> INSTRUCTION A:
In the text on the electrical sliding contact arrangement, what largest continuous current must devices and systems in electrical power engineering control?

-- begin EXTRACTED TEXT --

ELECTRICAL SLIDING CONTACT ARRANGEMENT
The invention relates to a contact arrangement for sliding and plug contacts in electrical devices and systems, in particular in electrical power engineering, and in open-loop and closed-loop control engineering, the contact element of the contact arrangement being designed in the form of a screw-shaped helical spring made from highly electrically conductive and springy material, which is fitted in a contact slot arranged in one of two sections of current path which can move relative to one another and which form the sliding or plug contacts.
With regard to the arrangement of a contact between two sections of current path which can move relative to one another and which form the sliding or plug contacts, a contact arrangement of this kind is essentially described, for example, in DD 237 558 Al. Here, the contact is in the form of a screw-shaped helical spring made from highly electrically conductive and springy material, which, in the fitted position, is deformed perpendicular to its winding axis in such a way that the sections of each coil of the spring that lie between the contact points are canted differently with respect to the winding axis.
Screw-shaped helical springs, the turns of which are canted with respect to the winding axis of the spring, and by means of which essentially a releasable connection of components arranged concentrically to one another can be achieved while simultaneously guaranteeing electromagnetic shielding and electrical conductivity, are also known according to the spring mechanism of US-PS 5,411,348. Here, the spring is arranged in a slot in one of the components arranged concentrically to one another, and, after engaging in a further slot in the second of the components arranged concentrically to one another, in combination prevents unintentional separation of these components - see also the sealing arrangement according to US-PS 5,474,309.
With this spring mechanism and the sealing arrangement, it is disadvantageous that, although they take into account the electromagnetic shielding and the electrical conductivity, they are not, however, suitable for transmitting the continuous currents of up to 4000 A and short circuit currents of up to 100 kA to be controlled by devices and systems in electrical power engineering. Particularly inherent with these solutions, and also with that according to DD 237558 Al, is the disadvantage that the manufacture of the screw-shaped helical springs, the turns of which are canted with respect to the winding axis, is very expensive, as the required spring characteristics can only be achieved with the material used - Cu alloys - by additional heat treatments so that universal use of these springs is limited.

-- end EXTRACTED TEXT --
-- begin EXTRACTED DATA --

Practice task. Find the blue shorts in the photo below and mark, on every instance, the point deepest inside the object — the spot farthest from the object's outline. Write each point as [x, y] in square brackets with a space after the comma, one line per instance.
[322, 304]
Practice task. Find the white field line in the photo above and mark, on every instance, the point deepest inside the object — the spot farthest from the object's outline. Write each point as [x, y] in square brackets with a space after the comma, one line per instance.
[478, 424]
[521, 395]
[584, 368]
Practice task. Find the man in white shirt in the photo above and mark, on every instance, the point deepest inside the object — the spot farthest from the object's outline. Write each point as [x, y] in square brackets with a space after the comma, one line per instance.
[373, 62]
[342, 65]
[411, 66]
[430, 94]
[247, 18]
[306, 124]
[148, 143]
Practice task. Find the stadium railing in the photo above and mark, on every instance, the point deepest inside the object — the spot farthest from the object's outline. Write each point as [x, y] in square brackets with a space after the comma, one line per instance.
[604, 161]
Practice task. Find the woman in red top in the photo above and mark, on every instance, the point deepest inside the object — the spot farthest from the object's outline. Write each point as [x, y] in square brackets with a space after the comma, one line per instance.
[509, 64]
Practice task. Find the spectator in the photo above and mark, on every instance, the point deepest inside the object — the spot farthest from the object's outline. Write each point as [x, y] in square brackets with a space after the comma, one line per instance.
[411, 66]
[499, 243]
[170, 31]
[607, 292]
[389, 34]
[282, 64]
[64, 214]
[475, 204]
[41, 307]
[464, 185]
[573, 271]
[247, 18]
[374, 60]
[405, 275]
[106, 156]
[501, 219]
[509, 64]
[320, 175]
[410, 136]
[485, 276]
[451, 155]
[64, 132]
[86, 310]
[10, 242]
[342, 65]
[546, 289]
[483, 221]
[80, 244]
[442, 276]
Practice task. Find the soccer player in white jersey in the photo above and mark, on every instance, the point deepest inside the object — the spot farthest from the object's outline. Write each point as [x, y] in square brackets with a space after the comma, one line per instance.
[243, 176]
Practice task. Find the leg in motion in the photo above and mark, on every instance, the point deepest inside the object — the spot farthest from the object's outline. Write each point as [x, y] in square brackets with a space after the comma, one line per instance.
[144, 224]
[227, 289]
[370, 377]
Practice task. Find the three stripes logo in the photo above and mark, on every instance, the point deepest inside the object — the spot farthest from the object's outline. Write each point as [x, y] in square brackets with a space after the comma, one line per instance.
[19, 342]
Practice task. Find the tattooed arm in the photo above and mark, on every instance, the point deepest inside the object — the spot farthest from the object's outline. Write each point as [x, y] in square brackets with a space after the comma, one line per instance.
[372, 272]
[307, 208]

-- end EXTRACTED DATA --

> INSTRUCTION B:
In the rows, rewrite the part that opens with the line containing "Practice task. Find the tattooed" and runs through the end of the rows, replacing "arm" with "forearm" and leaving everything else unchanged. Give only that part.

> CORRECT RESULT A:
Up to 4000 A.

> CORRECT RESULT B:
Practice task. Find the tattooed forearm in the photo above and mark, on every instance, the point deepest inside the object — the spot farthest from the object's outline. Write each point as [x, y] in square brackets with a space after the comma, one line per instance.
[372, 272]
[307, 208]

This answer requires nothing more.